**Listing**
>> begin

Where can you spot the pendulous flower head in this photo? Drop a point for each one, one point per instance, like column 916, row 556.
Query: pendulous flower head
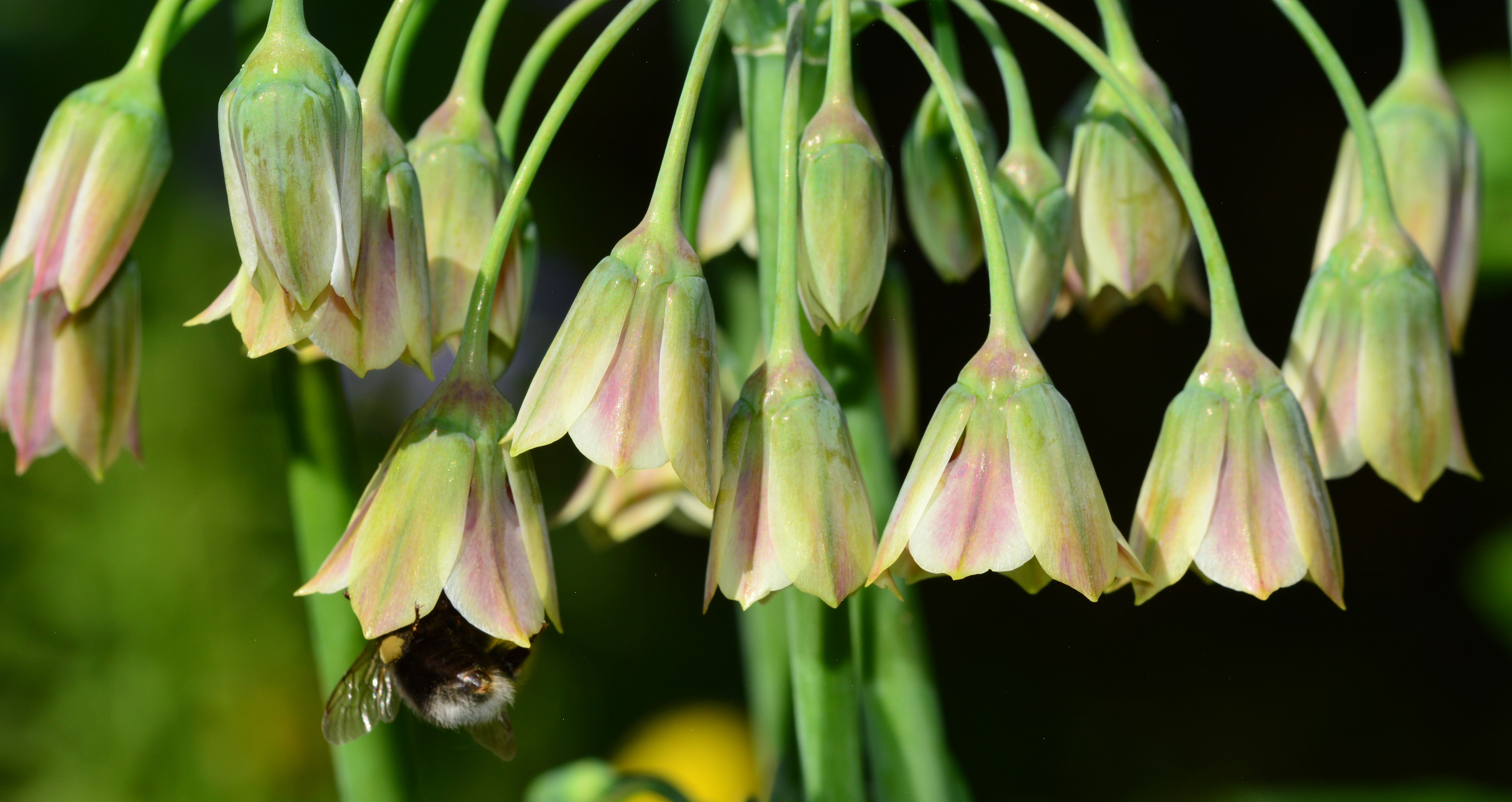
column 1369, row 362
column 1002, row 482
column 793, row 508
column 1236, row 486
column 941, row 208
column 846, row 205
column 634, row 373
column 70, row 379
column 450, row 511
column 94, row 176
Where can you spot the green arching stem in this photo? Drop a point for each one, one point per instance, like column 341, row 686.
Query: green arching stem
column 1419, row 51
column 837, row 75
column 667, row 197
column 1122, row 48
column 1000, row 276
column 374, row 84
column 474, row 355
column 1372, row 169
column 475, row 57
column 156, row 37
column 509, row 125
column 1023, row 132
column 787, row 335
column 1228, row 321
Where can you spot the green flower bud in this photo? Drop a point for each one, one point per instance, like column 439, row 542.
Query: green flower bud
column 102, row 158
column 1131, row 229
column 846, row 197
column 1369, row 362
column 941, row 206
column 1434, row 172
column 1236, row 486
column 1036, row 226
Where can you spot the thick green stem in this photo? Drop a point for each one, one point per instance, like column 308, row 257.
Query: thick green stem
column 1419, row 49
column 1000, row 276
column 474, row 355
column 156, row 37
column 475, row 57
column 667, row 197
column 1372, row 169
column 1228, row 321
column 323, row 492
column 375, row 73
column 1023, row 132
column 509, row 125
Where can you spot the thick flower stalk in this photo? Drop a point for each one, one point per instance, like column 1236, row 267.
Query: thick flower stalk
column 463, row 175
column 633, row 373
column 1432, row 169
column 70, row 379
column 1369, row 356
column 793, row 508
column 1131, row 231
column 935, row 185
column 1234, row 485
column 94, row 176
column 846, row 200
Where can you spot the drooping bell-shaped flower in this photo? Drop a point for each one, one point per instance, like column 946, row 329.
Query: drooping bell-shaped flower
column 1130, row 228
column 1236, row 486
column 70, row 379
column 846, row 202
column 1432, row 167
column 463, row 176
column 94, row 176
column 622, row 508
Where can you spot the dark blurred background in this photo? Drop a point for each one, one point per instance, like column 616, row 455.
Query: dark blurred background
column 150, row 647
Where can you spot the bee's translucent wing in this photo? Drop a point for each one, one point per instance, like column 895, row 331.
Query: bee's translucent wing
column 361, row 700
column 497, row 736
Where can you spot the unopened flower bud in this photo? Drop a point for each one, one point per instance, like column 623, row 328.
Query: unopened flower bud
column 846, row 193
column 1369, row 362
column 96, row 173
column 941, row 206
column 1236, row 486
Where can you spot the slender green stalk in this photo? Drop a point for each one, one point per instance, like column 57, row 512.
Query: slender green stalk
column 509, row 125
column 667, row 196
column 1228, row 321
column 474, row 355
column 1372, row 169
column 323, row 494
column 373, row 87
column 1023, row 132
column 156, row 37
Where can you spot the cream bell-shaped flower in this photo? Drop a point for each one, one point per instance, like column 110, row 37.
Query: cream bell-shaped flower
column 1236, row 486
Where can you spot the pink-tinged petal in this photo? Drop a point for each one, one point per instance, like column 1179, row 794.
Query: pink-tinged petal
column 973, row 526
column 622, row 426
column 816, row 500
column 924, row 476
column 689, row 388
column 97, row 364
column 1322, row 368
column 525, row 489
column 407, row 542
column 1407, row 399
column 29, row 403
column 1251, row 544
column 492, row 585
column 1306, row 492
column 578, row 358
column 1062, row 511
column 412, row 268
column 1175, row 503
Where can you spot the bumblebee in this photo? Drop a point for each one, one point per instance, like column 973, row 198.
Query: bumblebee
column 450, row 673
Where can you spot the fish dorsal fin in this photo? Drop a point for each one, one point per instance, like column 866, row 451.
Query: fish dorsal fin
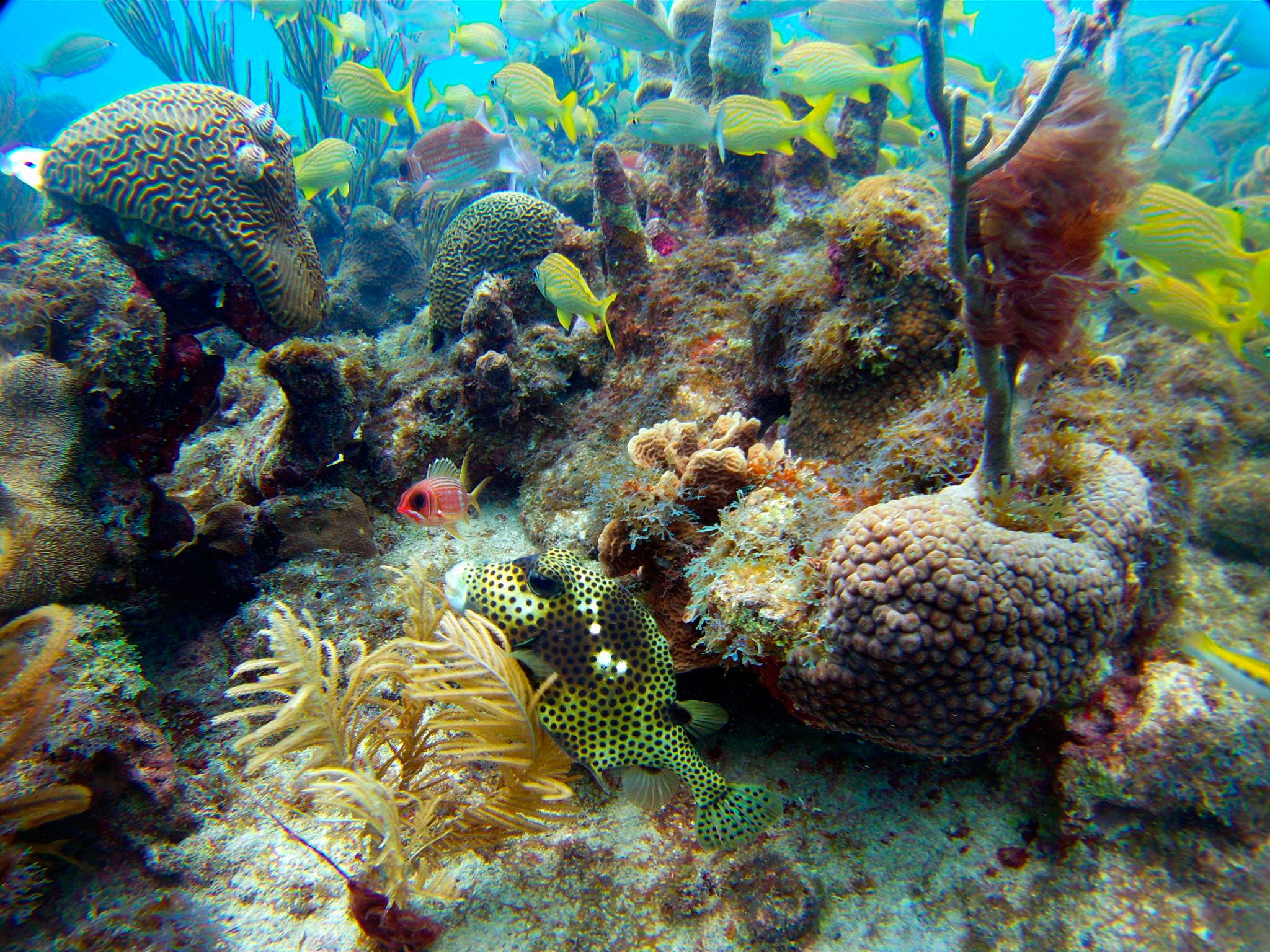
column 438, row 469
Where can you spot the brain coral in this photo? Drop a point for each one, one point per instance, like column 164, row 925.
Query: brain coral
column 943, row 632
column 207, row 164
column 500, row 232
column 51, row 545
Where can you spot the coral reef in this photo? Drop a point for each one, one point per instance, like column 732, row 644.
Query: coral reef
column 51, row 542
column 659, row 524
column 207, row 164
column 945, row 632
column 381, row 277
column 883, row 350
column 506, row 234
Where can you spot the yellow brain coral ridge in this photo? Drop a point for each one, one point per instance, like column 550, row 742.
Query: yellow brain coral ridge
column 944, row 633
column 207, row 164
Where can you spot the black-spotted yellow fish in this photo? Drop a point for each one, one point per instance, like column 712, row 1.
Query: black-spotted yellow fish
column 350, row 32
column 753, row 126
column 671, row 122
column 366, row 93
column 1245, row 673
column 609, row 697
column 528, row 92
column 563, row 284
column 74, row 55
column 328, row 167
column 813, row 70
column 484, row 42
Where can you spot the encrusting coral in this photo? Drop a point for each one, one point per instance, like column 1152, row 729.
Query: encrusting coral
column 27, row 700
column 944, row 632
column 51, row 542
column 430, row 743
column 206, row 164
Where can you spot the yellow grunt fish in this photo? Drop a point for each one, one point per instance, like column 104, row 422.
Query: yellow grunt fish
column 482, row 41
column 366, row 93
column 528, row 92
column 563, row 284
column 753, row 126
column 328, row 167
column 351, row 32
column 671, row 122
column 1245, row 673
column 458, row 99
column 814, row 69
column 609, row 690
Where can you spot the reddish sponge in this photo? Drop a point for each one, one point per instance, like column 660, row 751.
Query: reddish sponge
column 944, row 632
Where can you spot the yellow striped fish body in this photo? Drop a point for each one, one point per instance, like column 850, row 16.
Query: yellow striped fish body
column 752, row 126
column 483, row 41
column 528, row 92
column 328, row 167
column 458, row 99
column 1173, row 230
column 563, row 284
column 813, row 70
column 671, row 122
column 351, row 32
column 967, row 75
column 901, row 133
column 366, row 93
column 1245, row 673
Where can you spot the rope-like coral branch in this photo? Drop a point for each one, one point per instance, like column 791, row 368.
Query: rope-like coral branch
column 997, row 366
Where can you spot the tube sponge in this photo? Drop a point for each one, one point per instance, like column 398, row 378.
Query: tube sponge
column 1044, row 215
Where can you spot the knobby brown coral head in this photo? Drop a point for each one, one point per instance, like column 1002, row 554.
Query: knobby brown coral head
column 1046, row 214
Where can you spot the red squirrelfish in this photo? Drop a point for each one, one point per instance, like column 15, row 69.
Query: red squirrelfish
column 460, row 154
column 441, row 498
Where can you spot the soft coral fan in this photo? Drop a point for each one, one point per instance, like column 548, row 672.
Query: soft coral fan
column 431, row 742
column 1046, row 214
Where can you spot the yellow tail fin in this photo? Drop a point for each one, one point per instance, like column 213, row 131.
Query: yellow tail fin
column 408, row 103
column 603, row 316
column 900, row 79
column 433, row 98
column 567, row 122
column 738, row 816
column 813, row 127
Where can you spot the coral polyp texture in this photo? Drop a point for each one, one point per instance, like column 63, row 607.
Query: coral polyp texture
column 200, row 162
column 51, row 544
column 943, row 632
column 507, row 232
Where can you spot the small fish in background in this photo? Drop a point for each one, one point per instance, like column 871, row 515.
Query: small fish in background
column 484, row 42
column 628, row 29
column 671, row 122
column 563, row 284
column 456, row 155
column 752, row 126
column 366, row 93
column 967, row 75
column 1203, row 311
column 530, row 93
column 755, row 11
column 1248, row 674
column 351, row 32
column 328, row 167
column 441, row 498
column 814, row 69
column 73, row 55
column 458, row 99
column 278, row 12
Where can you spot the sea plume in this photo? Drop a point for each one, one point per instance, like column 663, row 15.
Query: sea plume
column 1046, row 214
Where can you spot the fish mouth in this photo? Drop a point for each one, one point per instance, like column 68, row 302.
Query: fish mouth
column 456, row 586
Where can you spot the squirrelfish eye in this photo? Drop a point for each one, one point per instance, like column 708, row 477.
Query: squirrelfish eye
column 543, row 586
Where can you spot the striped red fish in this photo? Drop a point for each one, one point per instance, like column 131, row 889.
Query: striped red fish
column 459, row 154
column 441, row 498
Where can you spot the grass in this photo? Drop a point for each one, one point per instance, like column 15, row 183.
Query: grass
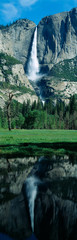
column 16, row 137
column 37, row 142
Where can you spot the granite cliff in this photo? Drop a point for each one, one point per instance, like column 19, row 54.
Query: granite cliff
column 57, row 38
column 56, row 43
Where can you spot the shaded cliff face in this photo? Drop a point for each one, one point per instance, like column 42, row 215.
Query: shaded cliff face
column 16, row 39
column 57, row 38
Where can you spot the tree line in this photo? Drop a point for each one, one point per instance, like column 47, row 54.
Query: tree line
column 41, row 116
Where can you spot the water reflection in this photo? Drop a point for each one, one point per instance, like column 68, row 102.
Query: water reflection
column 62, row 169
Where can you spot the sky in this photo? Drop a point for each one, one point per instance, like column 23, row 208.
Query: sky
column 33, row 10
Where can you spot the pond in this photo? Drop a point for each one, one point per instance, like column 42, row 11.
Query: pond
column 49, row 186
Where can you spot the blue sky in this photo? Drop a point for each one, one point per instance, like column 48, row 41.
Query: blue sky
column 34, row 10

>> end

**Aim**
Can you reproduce the stretch of the listing from the line containing "Where can you spot the fish dorsal" through the line containing "column 51, row 545", without any pictures?

**Response to the exercise**
Where can you spot the fish dorsal fin in this photo? Drop a point for each one, one point per instance, like column 866, row 451.
Query: fish dorsal fin
column 438, row 469
Where can you spot the brain coral in this photo? Drop a point for each one, one point per instance, like column 164, row 925.
Query: brain coral
column 943, row 632
column 207, row 164
column 500, row 232
column 51, row 545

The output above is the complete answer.